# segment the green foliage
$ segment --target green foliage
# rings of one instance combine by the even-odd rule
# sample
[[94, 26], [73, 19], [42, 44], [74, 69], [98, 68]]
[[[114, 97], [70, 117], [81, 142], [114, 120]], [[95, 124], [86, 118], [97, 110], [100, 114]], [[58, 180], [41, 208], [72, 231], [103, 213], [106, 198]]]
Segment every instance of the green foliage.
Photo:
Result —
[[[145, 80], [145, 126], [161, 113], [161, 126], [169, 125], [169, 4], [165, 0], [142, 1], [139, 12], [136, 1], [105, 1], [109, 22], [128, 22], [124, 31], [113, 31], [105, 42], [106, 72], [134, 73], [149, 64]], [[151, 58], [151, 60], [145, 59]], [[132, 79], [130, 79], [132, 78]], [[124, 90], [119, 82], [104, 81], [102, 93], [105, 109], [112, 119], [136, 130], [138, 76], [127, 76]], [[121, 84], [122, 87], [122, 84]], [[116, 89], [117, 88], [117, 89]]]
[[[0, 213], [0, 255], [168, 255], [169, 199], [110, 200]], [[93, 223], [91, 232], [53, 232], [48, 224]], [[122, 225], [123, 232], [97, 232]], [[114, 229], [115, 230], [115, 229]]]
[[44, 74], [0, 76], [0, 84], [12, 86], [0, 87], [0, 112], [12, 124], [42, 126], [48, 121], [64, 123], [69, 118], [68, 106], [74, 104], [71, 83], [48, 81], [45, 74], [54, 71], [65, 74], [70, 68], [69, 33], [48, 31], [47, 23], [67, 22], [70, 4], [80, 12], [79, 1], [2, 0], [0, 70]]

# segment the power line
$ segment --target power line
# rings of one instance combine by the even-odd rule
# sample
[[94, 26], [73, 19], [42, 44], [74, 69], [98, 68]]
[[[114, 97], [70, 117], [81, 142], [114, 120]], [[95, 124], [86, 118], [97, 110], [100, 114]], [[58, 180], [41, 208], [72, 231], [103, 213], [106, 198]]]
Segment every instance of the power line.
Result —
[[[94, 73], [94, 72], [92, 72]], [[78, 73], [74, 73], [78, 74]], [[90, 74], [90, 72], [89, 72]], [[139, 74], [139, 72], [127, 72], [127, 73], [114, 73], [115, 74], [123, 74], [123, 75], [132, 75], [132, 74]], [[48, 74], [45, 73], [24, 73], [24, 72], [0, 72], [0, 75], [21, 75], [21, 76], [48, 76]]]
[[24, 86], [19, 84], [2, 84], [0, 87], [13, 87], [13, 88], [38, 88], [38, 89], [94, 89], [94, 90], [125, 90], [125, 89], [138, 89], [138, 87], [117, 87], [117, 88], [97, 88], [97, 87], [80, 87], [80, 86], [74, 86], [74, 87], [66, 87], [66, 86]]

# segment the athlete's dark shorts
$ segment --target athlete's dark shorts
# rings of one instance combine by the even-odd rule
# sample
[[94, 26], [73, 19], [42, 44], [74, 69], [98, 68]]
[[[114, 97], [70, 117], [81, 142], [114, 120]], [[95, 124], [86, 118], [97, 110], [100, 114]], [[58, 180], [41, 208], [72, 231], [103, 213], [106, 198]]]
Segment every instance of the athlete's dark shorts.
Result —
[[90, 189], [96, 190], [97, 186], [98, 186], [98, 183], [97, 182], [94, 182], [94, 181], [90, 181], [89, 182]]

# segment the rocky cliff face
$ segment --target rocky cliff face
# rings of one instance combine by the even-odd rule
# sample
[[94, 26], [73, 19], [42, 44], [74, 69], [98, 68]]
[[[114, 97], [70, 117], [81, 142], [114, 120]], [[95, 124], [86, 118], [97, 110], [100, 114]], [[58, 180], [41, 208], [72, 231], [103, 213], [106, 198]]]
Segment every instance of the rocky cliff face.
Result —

■ Required task
Copy out the full listing above, reproducing every line without any change.

■ Response
# segment the green foliage
$ segment --target green foliage
# rings of one instance combine by the even-odd rule
# sample
[[94, 26], [73, 19], [42, 44], [74, 69], [98, 68]]
[[[114, 97], [70, 117], [81, 142], [114, 120]], [[95, 124], [86, 118], [97, 110], [100, 114]], [[58, 180], [41, 208], [72, 231], [103, 213], [106, 198]]]
Segment every instance of the green foliage.
Photo:
Result —
[[[145, 80], [145, 126], [161, 113], [161, 126], [169, 125], [169, 4], [165, 0], [142, 1], [139, 12], [136, 1], [105, 1], [109, 22], [128, 22], [124, 31], [113, 31], [105, 42], [106, 72], [134, 73], [149, 64]], [[151, 58], [151, 60], [145, 59]], [[132, 79], [130, 79], [132, 78]], [[124, 90], [119, 82], [104, 81], [102, 93], [105, 109], [112, 119], [136, 130], [138, 76], [127, 76]], [[121, 84], [122, 87], [122, 84]], [[116, 89], [117, 88], [117, 89]]]
[[[0, 213], [0, 255], [168, 255], [169, 199], [110, 200]], [[93, 223], [91, 232], [53, 232], [48, 224]], [[122, 225], [123, 232], [97, 232]], [[114, 229], [115, 230], [115, 229]]]
[[44, 74], [0, 76], [0, 84], [12, 86], [0, 87], [0, 112], [12, 124], [42, 126], [48, 121], [64, 123], [69, 118], [68, 106], [74, 104], [71, 83], [48, 81], [45, 74], [54, 71], [65, 74], [70, 68], [69, 33], [48, 31], [47, 23], [67, 22], [70, 4], [80, 12], [79, 1], [2, 0], [0, 70]]

# segment the power line
$ segment --target power line
# rings of one instance combine by the even-odd rule
# sample
[[94, 26], [73, 19], [42, 44], [74, 69], [98, 68]]
[[[114, 97], [70, 117], [81, 142], [114, 120]], [[95, 124], [86, 118], [97, 110], [100, 114]], [[58, 180], [41, 208], [72, 231], [103, 213], [106, 198]]]
Segment every instance of the power line.
Result —
[[[94, 73], [94, 72], [92, 72]], [[78, 73], [74, 73], [78, 74]], [[90, 74], [90, 72], [89, 72]], [[139, 74], [139, 72], [127, 72], [127, 73], [114, 73], [115, 74], [123, 74], [123, 75], [132, 75], [132, 74]], [[48, 74], [45, 73], [24, 73], [24, 72], [0, 72], [0, 75], [21, 75], [21, 76], [48, 76]]]
[[24, 86], [19, 84], [2, 84], [0, 87], [13, 87], [13, 88], [38, 88], [38, 89], [94, 89], [94, 90], [125, 90], [125, 89], [138, 89], [138, 87], [117, 87], [117, 88], [97, 88], [97, 87], [80, 87], [80, 86], [74, 86], [74, 87], [66, 87], [66, 86]]

# segment the athlete's dark shorts
$ segment --target athlete's dark shorts
# rings of one instance combine by the even-odd rule
# sample
[[94, 26], [73, 19], [42, 44], [74, 69], [98, 68]]
[[[114, 97], [70, 117], [81, 142], [114, 120]], [[95, 124], [86, 118], [97, 110], [100, 114]], [[58, 180], [41, 208], [72, 231], [103, 213], [106, 198]]]
Segment every instance of the athlete's dark shorts.
Result —
[[90, 189], [96, 190], [97, 186], [98, 186], [98, 183], [97, 182], [94, 182], [94, 181], [90, 181], [89, 182]]

# segment the rocky cliff face
$ segment --target rocky cliff face
# rings of one instance combine by the even-odd rule
# sample
[[94, 26], [73, 19], [42, 44], [74, 69], [98, 68]]
[[[114, 97], [70, 117], [81, 142], [114, 120]], [[95, 124], [86, 118], [97, 110], [100, 114]], [[58, 180], [41, 208], [72, 231], [103, 213], [106, 198]]]
Segment every instance of the rocky cliff face.
Result —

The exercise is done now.